### Prompt
Working from the records below, repeat exactly the lines starting at the line that contains "For every instance of the dry" and ending at the line that contains "Where can the woman's face", inclusive.
The data START
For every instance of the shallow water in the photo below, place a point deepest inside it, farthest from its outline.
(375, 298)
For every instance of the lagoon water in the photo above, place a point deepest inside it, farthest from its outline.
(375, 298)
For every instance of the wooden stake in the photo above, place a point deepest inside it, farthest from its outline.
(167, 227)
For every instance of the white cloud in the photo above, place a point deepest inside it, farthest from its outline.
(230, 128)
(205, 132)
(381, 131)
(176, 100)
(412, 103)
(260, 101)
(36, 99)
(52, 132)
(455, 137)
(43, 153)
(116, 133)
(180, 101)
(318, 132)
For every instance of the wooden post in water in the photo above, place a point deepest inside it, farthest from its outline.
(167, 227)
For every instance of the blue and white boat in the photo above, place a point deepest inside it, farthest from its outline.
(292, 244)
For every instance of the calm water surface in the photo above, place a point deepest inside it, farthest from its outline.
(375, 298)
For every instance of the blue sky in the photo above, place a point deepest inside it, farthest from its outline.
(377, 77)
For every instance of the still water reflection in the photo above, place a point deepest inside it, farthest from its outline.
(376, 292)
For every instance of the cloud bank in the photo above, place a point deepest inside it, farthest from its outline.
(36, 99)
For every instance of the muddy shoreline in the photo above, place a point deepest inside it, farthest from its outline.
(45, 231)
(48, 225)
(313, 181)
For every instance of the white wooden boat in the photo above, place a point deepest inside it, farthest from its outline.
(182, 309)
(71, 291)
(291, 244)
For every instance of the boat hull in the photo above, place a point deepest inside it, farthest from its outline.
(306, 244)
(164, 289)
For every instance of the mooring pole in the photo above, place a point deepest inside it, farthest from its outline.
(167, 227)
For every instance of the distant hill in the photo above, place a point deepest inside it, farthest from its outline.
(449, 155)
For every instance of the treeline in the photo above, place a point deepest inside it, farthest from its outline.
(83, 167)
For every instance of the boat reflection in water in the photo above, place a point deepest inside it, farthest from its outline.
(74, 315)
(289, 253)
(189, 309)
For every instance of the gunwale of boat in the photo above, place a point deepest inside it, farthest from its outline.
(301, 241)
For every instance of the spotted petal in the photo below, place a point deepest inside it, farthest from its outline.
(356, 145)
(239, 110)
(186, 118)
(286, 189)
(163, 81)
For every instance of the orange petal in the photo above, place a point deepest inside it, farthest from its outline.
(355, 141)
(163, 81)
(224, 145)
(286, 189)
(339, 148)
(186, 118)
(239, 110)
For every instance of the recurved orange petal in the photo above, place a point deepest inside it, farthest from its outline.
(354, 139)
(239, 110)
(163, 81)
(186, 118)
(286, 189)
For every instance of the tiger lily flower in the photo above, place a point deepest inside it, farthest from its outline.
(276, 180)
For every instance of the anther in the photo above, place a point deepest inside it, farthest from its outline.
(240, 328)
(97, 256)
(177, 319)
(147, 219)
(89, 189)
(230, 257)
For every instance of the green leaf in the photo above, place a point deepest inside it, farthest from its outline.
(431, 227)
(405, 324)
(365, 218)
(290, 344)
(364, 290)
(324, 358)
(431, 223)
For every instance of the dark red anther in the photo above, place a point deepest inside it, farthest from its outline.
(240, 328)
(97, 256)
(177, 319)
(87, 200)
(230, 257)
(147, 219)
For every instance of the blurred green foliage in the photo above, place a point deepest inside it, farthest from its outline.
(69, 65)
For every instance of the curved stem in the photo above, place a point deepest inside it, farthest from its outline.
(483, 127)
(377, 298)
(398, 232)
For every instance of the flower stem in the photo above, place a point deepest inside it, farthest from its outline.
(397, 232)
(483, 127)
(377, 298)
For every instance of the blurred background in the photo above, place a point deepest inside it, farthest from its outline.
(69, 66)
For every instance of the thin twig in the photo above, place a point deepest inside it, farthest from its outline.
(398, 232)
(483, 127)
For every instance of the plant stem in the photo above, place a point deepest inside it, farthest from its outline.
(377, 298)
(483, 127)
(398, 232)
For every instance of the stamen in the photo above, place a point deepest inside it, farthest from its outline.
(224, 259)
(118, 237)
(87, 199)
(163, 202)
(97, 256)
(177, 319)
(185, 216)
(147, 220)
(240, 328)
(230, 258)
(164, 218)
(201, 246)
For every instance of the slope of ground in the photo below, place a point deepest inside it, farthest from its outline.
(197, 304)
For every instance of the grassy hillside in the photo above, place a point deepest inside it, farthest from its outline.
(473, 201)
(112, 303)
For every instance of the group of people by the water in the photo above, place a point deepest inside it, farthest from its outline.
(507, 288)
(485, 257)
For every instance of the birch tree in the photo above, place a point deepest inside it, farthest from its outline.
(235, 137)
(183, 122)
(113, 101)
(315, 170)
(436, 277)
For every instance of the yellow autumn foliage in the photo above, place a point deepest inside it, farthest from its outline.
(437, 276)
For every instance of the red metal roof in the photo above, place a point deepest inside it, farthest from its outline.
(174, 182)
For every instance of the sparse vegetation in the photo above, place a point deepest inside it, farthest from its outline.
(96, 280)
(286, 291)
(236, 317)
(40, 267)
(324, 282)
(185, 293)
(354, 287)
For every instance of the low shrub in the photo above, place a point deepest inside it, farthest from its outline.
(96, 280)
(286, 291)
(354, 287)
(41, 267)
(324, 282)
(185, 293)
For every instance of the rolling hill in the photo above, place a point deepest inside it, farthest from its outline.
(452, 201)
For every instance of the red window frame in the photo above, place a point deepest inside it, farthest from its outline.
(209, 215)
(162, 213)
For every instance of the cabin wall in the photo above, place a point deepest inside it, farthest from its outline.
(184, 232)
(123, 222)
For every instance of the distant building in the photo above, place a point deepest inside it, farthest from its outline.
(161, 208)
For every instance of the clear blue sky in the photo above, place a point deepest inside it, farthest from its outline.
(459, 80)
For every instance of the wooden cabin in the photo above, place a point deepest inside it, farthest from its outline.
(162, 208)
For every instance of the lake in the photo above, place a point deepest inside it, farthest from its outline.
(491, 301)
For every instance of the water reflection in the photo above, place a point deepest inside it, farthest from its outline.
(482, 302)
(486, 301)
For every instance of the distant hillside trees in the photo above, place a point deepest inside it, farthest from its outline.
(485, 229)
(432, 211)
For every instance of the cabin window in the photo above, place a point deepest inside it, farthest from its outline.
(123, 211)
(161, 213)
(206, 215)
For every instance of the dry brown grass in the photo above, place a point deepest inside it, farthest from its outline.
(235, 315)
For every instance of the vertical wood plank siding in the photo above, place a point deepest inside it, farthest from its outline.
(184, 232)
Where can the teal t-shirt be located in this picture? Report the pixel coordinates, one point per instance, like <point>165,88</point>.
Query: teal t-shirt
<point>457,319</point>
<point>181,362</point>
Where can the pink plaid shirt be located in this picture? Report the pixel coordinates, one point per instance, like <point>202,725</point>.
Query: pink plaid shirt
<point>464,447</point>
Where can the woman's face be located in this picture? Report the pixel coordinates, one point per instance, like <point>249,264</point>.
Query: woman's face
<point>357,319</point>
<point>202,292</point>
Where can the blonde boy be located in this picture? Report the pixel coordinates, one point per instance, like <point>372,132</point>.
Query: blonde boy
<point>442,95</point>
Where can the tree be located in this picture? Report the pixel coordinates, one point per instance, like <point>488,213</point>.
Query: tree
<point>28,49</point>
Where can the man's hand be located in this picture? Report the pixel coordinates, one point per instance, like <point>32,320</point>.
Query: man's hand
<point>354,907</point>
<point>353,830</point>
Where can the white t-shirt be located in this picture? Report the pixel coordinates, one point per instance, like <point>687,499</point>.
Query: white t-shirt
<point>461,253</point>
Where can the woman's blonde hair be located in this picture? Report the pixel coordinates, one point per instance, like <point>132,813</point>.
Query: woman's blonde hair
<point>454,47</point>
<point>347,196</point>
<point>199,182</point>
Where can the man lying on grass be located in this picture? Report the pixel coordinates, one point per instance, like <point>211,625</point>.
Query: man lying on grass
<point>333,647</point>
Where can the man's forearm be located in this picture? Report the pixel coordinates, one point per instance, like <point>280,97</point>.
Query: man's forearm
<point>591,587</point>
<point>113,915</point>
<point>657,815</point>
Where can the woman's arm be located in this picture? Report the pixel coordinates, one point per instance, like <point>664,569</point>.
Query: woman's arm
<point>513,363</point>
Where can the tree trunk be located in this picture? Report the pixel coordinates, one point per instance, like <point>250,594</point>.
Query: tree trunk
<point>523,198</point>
The data END
### Answer for the task
For every instance of the dry brown grass in the photo above, place a point deepest inside it, farthest from its outline.
(235, 315)
For every instance of the vertical wood plank siding in the photo above, place a point deepest inside it, farthest from its outline.
(184, 232)
Where can the teal t-shirt be located in this picture? Report the pixel coordinates, one point per instance, like <point>165,88</point>.
Query: teal t-shirt
<point>457,319</point>
<point>181,362</point>
Where can the pink plaid shirt be located in this picture? Report the pixel coordinates, one point per instance, like <point>202,725</point>.
Query: pink plaid shirt
<point>464,447</point>
Where can the woman's face be located in this picture? Report the pixel coordinates, one point per instance, like <point>249,264</point>.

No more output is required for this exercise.